Exercise:
Substitute "exterior ring" for "outer boundary" in every entry below, keeping everything else identical.

-- BEGIN Entries provided --

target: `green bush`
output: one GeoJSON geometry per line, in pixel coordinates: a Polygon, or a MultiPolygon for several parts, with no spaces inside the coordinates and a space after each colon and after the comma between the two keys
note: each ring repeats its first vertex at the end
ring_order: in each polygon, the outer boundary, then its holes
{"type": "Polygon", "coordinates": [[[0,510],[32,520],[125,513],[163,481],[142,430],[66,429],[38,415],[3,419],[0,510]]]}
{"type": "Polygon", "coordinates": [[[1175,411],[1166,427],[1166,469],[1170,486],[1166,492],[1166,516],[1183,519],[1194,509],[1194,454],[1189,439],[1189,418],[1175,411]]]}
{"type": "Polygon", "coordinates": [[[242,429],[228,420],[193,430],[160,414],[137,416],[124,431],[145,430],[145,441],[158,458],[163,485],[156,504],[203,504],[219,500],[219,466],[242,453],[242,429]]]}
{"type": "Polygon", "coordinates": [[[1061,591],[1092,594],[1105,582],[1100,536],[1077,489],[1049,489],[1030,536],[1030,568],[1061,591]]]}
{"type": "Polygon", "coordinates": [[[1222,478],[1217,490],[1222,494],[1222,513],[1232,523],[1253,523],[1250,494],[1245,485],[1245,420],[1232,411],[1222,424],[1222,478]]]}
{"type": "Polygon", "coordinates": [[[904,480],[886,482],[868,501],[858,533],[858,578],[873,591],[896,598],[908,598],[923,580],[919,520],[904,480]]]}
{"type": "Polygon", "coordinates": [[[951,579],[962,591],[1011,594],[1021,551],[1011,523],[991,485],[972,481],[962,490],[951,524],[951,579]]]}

-- END Entries provided --

Correct result:
target: `green bush`
output: one GeoJSON geometry per line, in pixel coordinates: a Polygon, or a MultiPolygon for several parts, with no spaces inside the coordinates and a space after each colon and after the comma between the two keys
note: each ring repeats its first vertex at the end
ring_order: in each polygon, the exterior ring, then its holes
{"type": "Polygon", "coordinates": [[[0,510],[32,520],[125,513],[163,481],[142,430],[66,429],[38,415],[3,419],[0,510]]]}
{"type": "Polygon", "coordinates": [[[1175,411],[1166,427],[1166,469],[1170,486],[1166,492],[1166,516],[1183,519],[1194,509],[1194,454],[1189,439],[1189,418],[1175,411]]]}
{"type": "Polygon", "coordinates": [[[242,429],[228,420],[193,430],[160,414],[137,416],[124,431],[145,430],[145,441],[158,458],[163,485],[156,504],[203,504],[219,500],[219,466],[242,453],[242,429]]]}
{"type": "Polygon", "coordinates": [[[1061,591],[1092,594],[1105,582],[1100,536],[1077,489],[1049,489],[1030,536],[1030,568],[1061,591]]]}
{"type": "Polygon", "coordinates": [[[1222,478],[1217,490],[1222,494],[1222,513],[1232,523],[1253,523],[1250,494],[1245,485],[1245,420],[1232,411],[1222,424],[1222,478]]]}
{"type": "Polygon", "coordinates": [[[904,480],[886,482],[868,501],[858,533],[858,578],[873,591],[896,598],[908,598],[923,580],[919,520],[904,480]]]}
{"type": "Polygon", "coordinates": [[[951,579],[962,591],[1011,594],[1021,551],[1011,523],[991,485],[972,481],[962,490],[951,524],[951,579]]]}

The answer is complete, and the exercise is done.